PROVIDED TEXT:
Version 0.2 (accepted)

· Dec 11, 2019 · Academic Editor


I think you addressed all the comments from the two reviewers and your datatset it definitely worth publication.

[# PeerJ Staff Note - this decision was reviewed and approved by Julin Maloof, a PeerJ Section Editor covering this Section #]

Version 0.1 (original submission)

· Jun 10, 2019 · Academic Editor

Major Revisions

It seemed to the reviewers that, despite potential interests of this study, the manuscript is still unclear and not mature enough yet. Please revise according to the comments from the two reviewers.


Reviewer 1 ·

Basic reporting

The authors examine the impacts of stand age on soil carbon in a Larch forest. The authors seek to assess differences in C stocks in stands with trees that are 40- and 24-year-old. They also examine variability in soil and microclimate conditions and potential explanations for differences between stands. The description and presentation of the results should be more specific to address all four study objectives outlined by the authors. Further work is necessary to ensure that conclusions are direct and clear.

General comments:
1. There are some areas where some clarification is needed to better convey scientific terminology throughout all sections. For example, in lines 69-70 “environmental variables C pool is affected by the dynamic of actively C components”, it is unclear what the components is being referred to and how they are varying temporally. There are several other areas that use similarly vague terminology. I’ve included some other lines in the specific comments.

EXERCISE DETAILS: In the peer review text, what decision did the academic editor give on the original submission?

DATA SHOWN:
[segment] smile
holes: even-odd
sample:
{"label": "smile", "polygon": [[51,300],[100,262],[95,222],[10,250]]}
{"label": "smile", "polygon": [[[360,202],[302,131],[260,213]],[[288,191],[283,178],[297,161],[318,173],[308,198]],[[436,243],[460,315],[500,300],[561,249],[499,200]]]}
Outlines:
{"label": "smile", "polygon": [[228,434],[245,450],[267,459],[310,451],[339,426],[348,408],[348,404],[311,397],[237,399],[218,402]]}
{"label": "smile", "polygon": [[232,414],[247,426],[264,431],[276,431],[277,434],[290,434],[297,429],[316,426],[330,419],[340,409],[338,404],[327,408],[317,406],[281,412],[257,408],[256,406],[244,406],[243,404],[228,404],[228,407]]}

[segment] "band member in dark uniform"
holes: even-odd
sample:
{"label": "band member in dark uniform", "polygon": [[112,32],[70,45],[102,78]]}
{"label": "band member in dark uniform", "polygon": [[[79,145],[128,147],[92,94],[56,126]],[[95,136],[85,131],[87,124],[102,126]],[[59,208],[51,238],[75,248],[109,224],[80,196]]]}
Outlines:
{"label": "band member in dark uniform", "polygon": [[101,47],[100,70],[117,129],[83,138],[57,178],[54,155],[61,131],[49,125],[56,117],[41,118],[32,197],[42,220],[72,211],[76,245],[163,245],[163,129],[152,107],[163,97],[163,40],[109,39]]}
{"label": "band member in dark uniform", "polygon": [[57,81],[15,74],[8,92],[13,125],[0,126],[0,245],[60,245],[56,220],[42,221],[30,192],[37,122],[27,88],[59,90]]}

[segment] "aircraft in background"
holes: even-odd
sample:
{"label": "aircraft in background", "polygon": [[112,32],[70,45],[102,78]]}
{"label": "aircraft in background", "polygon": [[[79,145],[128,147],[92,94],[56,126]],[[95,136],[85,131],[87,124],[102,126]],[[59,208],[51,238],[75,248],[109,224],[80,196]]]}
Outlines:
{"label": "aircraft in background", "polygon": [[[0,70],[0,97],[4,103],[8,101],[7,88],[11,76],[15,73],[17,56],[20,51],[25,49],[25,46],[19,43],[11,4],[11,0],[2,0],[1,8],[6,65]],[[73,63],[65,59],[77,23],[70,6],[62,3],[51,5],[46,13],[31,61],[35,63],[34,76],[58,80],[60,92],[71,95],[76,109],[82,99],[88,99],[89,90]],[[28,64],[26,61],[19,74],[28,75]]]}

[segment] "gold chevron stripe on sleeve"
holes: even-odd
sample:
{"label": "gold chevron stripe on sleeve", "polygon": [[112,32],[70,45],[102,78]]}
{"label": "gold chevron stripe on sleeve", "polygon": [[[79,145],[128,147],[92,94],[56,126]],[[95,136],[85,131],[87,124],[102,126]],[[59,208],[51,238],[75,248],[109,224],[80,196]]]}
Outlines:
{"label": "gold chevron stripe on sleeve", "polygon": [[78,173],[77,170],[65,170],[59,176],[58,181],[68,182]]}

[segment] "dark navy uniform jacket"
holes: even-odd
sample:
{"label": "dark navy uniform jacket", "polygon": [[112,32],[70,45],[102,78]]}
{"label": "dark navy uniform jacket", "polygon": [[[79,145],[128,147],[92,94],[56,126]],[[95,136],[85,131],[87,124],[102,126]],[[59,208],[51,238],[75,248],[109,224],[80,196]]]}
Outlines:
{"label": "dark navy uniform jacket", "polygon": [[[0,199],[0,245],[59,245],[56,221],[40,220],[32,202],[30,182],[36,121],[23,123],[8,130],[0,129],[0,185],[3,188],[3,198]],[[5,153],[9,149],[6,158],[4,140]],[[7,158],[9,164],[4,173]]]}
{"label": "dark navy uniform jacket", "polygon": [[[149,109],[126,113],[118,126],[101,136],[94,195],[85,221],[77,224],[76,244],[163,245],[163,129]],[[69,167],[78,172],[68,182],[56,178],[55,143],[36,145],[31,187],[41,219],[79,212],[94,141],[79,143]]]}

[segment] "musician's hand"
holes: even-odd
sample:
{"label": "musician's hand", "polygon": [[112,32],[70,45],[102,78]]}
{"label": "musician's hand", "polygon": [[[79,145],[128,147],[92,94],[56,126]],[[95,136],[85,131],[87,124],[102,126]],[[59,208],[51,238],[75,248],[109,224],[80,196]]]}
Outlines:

IN RESPONSE: Major Revisions